▶ _What is expected_: Each line holding the word "logo" must appear in the answer, copied from the entries.

Dataset excerpts: Begin

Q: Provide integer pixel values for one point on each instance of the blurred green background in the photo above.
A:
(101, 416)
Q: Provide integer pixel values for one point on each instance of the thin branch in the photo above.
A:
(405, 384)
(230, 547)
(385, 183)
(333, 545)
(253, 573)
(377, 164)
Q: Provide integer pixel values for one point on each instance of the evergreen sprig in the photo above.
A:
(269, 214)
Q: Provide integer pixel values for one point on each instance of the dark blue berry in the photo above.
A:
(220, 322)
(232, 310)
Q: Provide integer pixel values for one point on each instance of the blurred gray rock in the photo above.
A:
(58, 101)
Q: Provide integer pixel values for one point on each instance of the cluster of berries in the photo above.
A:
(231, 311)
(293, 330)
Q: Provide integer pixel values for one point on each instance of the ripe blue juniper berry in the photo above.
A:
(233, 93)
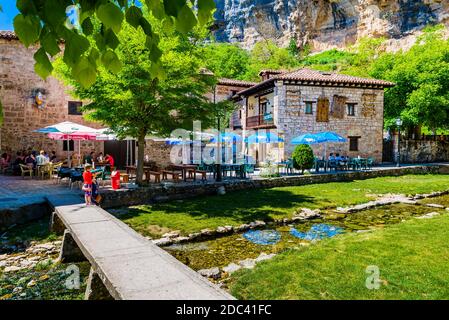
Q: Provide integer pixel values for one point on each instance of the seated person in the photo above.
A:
(75, 160)
(109, 159)
(89, 158)
(338, 157)
(53, 157)
(100, 157)
(41, 159)
(30, 161)
(20, 159)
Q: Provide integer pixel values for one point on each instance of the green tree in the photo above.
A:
(47, 22)
(303, 157)
(267, 55)
(421, 94)
(226, 60)
(132, 102)
(1, 113)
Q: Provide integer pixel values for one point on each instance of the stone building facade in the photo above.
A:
(309, 101)
(18, 86)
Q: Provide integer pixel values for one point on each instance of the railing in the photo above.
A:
(259, 120)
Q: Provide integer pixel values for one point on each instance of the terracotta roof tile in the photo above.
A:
(319, 77)
(322, 76)
(233, 82)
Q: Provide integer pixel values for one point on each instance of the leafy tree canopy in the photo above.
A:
(421, 94)
(134, 103)
(47, 22)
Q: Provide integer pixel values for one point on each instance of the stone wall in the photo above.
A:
(421, 151)
(158, 151)
(21, 116)
(367, 123)
(173, 191)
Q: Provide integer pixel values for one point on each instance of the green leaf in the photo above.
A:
(87, 26)
(111, 61)
(186, 20)
(54, 11)
(84, 72)
(27, 29)
(205, 8)
(111, 16)
(133, 15)
(75, 46)
(111, 39)
(26, 6)
(174, 7)
(156, 8)
(94, 56)
(122, 3)
(43, 66)
(50, 43)
(1, 111)
(100, 41)
(155, 53)
(146, 26)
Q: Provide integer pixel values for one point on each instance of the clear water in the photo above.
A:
(222, 251)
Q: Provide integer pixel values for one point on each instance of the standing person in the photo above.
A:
(109, 159)
(88, 159)
(87, 186)
(100, 157)
(41, 159)
(30, 161)
(53, 157)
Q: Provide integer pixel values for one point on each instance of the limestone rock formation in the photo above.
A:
(325, 23)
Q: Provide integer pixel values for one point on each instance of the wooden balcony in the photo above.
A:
(260, 121)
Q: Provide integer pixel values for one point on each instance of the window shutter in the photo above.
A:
(322, 110)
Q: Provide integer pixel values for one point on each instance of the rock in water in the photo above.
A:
(231, 268)
(213, 273)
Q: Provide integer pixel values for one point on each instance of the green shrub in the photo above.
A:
(303, 157)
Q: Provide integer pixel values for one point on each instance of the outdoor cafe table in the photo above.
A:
(133, 169)
(184, 168)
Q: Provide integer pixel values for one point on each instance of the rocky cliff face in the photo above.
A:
(325, 23)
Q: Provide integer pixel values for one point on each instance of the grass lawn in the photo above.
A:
(412, 258)
(267, 204)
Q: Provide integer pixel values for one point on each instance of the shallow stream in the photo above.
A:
(234, 248)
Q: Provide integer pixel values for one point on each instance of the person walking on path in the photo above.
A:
(87, 186)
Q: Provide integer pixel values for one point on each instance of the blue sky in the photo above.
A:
(8, 14)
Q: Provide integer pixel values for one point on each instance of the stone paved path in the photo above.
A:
(16, 191)
(130, 266)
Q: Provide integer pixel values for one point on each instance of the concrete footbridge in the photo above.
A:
(124, 264)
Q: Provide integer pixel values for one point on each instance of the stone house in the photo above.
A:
(19, 86)
(309, 101)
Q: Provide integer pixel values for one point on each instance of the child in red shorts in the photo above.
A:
(87, 186)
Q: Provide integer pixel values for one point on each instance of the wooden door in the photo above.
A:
(322, 114)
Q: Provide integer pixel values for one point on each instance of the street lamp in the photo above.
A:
(399, 124)
(218, 175)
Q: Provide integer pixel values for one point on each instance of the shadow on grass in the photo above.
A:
(247, 205)
(18, 238)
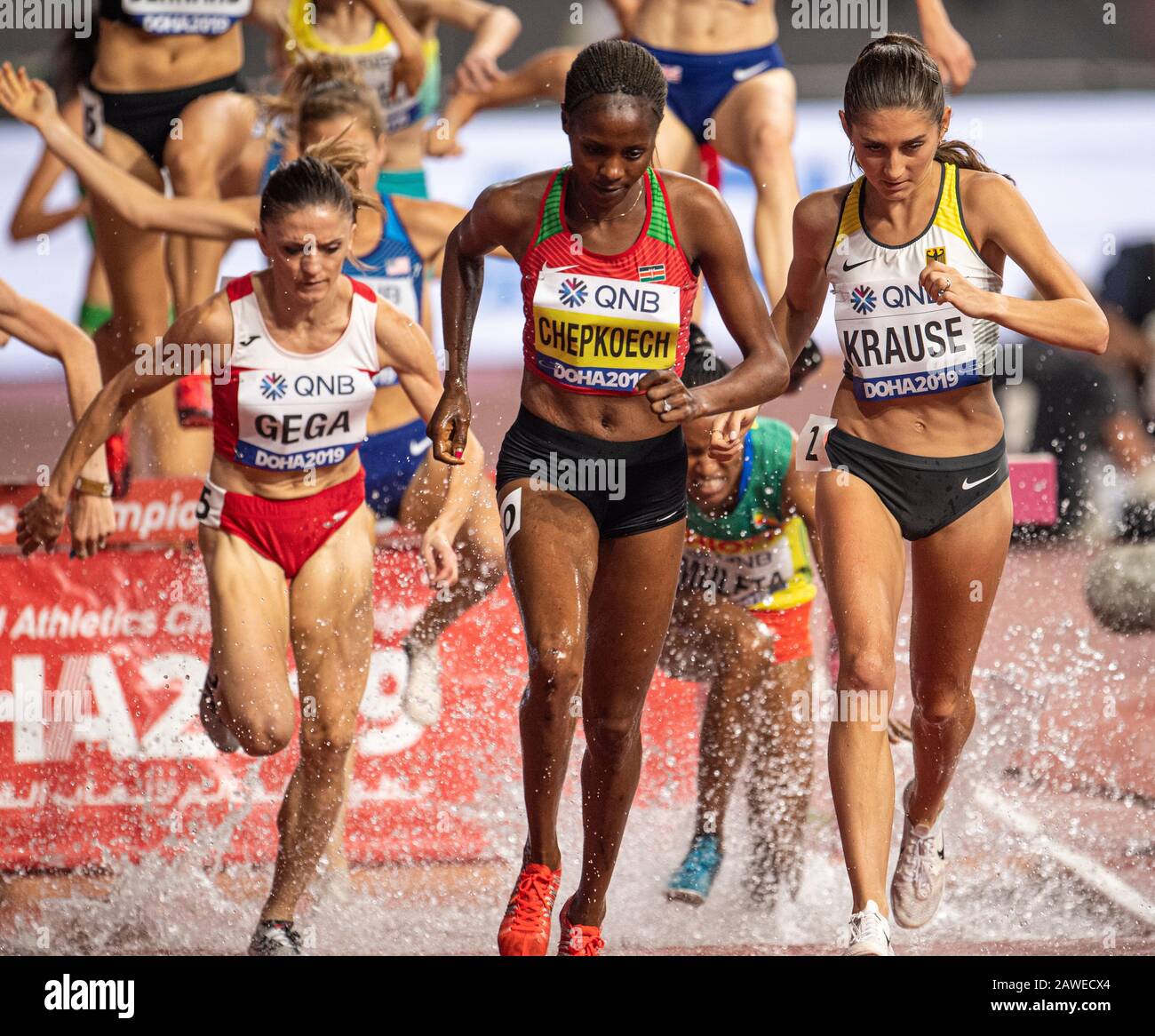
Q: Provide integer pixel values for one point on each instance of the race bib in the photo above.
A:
(899, 342)
(601, 333)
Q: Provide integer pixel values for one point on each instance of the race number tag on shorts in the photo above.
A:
(511, 514)
(93, 118)
(211, 505)
(811, 449)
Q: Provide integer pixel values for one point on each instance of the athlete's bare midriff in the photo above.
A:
(134, 61)
(948, 424)
(603, 417)
(707, 27)
(276, 485)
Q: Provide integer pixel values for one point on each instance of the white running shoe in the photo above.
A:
(422, 699)
(870, 933)
(920, 875)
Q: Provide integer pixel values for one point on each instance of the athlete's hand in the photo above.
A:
(945, 284)
(728, 432)
(28, 100)
(439, 555)
(669, 399)
(92, 521)
(476, 74)
(449, 427)
(409, 70)
(39, 523)
(951, 52)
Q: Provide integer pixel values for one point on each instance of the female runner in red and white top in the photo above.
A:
(592, 480)
(285, 534)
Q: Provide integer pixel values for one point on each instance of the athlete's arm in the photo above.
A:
(91, 519)
(54, 336)
(951, 52)
(1066, 315)
(495, 30)
(797, 313)
(499, 218)
(30, 219)
(712, 239)
(626, 12)
(410, 68)
(403, 346)
(800, 491)
(42, 519)
(33, 102)
(430, 224)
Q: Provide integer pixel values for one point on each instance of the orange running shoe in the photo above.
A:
(578, 939)
(120, 469)
(195, 401)
(526, 928)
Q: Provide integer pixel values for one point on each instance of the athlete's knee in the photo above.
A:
(940, 696)
(612, 737)
(770, 143)
(328, 740)
(265, 735)
(866, 669)
(188, 166)
(555, 665)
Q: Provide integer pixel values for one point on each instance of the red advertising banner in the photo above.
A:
(102, 754)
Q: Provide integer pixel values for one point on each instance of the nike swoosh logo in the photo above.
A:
(742, 74)
(967, 484)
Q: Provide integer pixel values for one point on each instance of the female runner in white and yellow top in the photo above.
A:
(915, 252)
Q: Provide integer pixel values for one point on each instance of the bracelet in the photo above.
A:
(92, 488)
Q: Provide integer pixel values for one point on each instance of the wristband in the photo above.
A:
(92, 488)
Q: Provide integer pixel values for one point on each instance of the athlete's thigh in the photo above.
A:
(426, 496)
(215, 128)
(864, 562)
(676, 148)
(331, 619)
(766, 102)
(955, 574)
(551, 544)
(249, 603)
(630, 613)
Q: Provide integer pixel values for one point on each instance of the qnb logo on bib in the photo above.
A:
(292, 419)
(899, 342)
(273, 386)
(601, 333)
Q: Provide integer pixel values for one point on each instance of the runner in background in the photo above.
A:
(742, 623)
(91, 516)
(730, 89)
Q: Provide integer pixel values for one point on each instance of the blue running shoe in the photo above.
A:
(691, 882)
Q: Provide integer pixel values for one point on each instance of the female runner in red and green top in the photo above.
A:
(592, 481)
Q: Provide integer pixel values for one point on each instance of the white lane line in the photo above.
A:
(1087, 870)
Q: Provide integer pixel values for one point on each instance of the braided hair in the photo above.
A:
(615, 66)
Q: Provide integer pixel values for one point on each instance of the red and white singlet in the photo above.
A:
(290, 411)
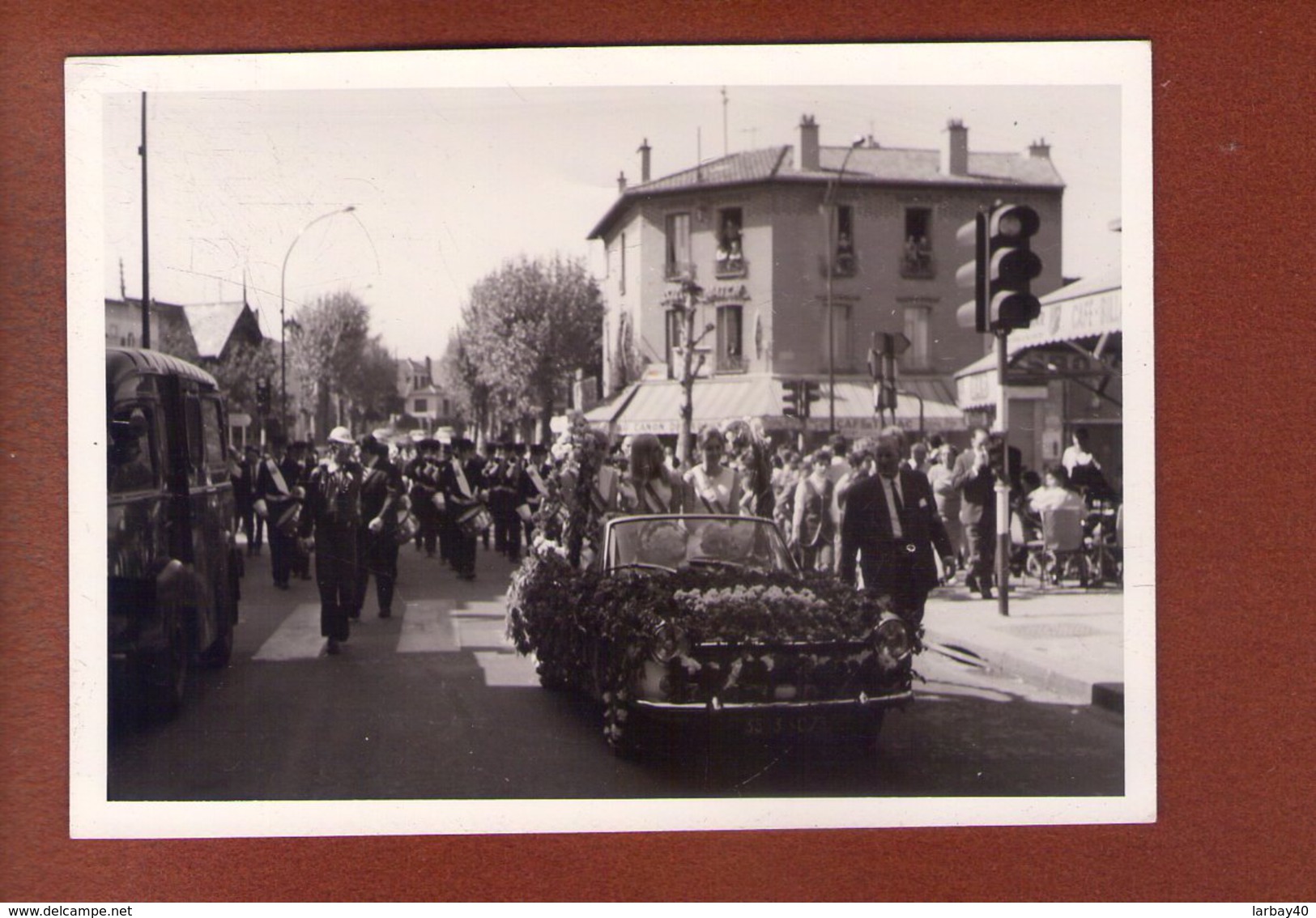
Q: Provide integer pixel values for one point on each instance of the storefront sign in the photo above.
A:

Dataset excerpts: End

▶ _Output of the task_:
Q: Provide integer pixel values for one point on each instance of the nike swoosh logo in the photo above.
Q: Provide integer pixel values for one point on each instance of the qnb logo on bib in the photo above.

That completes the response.